Aufgaben =>
1) Fasse im Textauszug den Absatz, der mit „Ich bin nicht der einzige“ beginnt, knapper zusammen, ohne seine wichtigsten Aussagen wegzulassen.
2) Wie viel würde das Traumsystem laut Textauszug ungefähr kosten?
3) Benenne im Textauszug von "Ich bin nicht" bis "zu Buche schlagen." jedes "Geld" in "Kapital" um und gib die Stelle vollständig wieder.

--- Textauszug ---

Ich bin nicht der einzige der in der Lage ist PCs zu konfigurieren und auch nicht der einzige der den High-End-Markt beobachtet. Es geht hier um ne 
ganze Menge Geld, euer Geld. Nichts ist kostspieliger als in diesem Segment suboptimale Teile zu verbauen.


Mein Traumsystem würde etwa mit 1700-1800&#8364; zu Buche schlagen.

CPU: Intel Core i7 860
Kühlung: Prolimatech Mega Shadow
Grafikkarte: Sapphire HD5870 Vapor-X
RAM: Corsair PC3-12800 C8 Dominator
Mainboard: Asus Sabertooth 55i
Festplatte: Samsung SpinPoint F3 500GB x2 @Raid0
SSD: Intel X25-M G2 Postville 80GB
Laufwerk: LG GH22NS50 bare schwarz
Gehäuse: Lian Li PC-B10
Netzteil: Seasonic X-650
Lüfter: 5x beQuiet! SilentWings USC 120mm
Lüftersteuerung: Scythe Kaze Master 5,25"

--- Datenauszüge ---

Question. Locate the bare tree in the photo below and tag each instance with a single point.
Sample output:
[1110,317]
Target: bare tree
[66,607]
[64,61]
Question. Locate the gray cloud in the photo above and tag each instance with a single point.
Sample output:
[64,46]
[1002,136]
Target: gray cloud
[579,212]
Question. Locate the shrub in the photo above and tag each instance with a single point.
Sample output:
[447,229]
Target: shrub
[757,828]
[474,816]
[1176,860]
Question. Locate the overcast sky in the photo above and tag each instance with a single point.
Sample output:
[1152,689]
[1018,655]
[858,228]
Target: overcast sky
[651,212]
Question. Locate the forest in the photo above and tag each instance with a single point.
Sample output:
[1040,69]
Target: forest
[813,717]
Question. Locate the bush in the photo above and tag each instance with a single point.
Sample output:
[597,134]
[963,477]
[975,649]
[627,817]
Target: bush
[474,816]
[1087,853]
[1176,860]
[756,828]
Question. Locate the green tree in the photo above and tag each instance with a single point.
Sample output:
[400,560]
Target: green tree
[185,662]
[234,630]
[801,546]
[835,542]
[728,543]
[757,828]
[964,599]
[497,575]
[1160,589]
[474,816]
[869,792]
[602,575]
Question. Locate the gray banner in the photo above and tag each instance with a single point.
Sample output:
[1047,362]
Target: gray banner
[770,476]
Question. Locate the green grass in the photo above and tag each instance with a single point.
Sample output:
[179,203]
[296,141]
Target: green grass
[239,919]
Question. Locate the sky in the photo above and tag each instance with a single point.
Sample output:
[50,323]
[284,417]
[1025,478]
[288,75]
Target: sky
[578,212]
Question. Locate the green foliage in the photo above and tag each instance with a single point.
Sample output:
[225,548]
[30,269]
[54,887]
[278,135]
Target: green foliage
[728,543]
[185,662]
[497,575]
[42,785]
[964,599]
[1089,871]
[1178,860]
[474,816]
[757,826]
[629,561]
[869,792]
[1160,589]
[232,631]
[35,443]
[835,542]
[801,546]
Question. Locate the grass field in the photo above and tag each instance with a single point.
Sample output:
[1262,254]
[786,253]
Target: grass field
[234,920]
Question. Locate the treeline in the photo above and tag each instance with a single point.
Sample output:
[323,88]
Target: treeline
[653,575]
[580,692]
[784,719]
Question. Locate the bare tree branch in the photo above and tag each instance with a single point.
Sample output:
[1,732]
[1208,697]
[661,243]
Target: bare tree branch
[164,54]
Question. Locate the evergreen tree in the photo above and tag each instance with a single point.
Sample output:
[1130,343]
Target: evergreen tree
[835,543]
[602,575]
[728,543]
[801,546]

---

Lösungen =>
1) Nicht nur ich kann PCs konfigurieren und beobachte den High-End-Markt. Da es um viel Geld der Leser geht, ist in diesem Segment nichts teurer als der Einbau suboptimaler Teile.

2) Etwa 1700–1800 €.

3)
Ich bin nicht der einzige der in der Lage ist PCs zu konfigurieren und auch nicht der einzige der den High-End-Markt beobachtet. Es geht hier um ne 
ganze Menge Kapital, euer Kapital. Nichts ist kostspieliger als in diesem Segment suboptimale Teile zu verbauen.


Mein Traumsystem würde etwa mit 1700-1800&#8364; zu Buche schlagen.